-- WHAT IS EXPECTED --
Return every line of the material below word for word, with nothing changed.

[Extracted records]
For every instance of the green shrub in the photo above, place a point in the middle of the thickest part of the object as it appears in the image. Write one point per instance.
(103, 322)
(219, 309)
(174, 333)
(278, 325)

-- WRITTEN ANSWER --
For every instance of the green shrub in the photo above, place a point in the middle of the thickest part of the object as it appears in the image. Write one point per instance.
(103, 322)
(219, 309)
(174, 333)
(278, 325)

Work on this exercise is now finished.